▶ [LISTE FOURNIE]:
+ + + + + + +

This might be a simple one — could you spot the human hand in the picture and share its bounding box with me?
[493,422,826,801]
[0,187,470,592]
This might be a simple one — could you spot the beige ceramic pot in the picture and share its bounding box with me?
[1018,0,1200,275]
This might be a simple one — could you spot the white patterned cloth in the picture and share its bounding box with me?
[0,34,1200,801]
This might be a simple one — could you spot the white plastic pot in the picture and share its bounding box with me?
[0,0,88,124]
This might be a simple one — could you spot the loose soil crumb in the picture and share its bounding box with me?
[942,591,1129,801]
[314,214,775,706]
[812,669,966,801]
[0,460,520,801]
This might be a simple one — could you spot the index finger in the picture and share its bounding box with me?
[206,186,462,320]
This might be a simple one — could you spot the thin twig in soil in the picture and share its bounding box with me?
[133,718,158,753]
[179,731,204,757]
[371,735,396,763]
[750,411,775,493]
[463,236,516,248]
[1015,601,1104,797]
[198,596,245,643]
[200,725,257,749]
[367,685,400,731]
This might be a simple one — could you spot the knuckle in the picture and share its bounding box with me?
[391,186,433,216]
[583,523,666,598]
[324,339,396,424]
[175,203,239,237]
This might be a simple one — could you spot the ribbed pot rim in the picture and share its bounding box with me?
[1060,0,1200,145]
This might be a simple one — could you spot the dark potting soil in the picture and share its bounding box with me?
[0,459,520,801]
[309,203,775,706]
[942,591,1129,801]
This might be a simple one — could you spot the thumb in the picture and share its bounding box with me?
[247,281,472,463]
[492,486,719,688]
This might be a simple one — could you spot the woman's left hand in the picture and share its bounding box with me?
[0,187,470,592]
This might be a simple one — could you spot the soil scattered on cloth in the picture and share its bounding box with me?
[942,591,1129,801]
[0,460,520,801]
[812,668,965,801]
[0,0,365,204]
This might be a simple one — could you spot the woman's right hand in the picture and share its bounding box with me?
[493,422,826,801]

+ + + + + + +

▶ [ÉNONCÉ]: Recopiez tout ce qui va de la ligne contenant « the woman's left » jusqu'à la fin de la liste, ces deux extrémités comprises et demandes incluses, en décalant de 96 chaque coordonnée des cadres donnés en réponse.

▶ [RÉPONSE]:
This might be a simple one — could you spot the woman's left hand in the picture and share its bounding box with me?
[96,283,566,688]
This might be a simple one — could you spot the soil scattered on cloth in the picture and share its bounding box with me?
[1038,687,1225,897]
[96,556,616,897]
[908,764,1061,897]
[96,96,461,300]
This might be a simple one — could you spot the woman's right hand in the picture and share its bounding box with me?
[589,518,922,897]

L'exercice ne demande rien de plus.